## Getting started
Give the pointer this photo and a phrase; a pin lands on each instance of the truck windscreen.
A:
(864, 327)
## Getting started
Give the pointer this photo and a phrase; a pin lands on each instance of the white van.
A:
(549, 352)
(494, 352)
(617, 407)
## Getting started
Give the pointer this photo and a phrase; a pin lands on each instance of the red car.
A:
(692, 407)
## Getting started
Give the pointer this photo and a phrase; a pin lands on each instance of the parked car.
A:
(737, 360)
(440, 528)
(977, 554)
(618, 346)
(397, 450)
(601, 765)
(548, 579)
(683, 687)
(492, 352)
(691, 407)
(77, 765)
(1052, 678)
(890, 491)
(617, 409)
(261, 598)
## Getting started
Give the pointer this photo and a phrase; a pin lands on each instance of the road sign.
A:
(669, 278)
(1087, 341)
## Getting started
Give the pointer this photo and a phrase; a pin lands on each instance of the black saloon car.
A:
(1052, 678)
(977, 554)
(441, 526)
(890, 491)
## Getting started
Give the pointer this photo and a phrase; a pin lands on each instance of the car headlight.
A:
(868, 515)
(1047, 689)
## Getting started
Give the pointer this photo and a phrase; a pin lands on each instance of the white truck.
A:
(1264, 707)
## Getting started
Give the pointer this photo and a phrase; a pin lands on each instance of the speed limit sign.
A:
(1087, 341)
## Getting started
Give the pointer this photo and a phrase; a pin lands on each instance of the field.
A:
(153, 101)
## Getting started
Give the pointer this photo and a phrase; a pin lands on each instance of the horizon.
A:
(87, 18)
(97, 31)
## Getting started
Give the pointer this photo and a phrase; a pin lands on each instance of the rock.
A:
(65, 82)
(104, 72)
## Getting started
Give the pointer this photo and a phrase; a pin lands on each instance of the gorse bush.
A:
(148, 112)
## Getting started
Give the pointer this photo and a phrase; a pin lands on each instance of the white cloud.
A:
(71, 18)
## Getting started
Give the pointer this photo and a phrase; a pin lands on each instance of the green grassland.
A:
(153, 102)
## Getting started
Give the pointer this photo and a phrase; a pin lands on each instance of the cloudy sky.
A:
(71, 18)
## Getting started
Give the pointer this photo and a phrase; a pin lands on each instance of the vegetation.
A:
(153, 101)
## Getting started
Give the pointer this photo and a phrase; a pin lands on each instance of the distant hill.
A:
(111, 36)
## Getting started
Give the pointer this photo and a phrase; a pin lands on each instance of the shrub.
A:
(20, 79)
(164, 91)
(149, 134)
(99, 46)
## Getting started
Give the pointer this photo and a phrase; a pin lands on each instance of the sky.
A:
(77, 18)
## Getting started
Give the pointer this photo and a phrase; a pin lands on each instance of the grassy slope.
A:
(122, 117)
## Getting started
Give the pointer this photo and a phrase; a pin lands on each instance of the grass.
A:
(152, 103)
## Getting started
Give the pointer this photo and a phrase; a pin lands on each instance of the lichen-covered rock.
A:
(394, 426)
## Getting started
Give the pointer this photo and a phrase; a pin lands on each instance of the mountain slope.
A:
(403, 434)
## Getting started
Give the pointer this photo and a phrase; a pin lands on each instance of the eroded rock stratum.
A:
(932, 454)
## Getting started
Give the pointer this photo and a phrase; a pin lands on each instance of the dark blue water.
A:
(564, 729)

# TASK TO COMPLETE
Go through the data above and return each line containing the string "slope".

# WRITTEN ANSWER
Give the pointer this photo and a phrase; a pin lands on each instance of the grassy slope.
Give the pointer this photo and a phrase; a pin lands on each instance of the mountain slope.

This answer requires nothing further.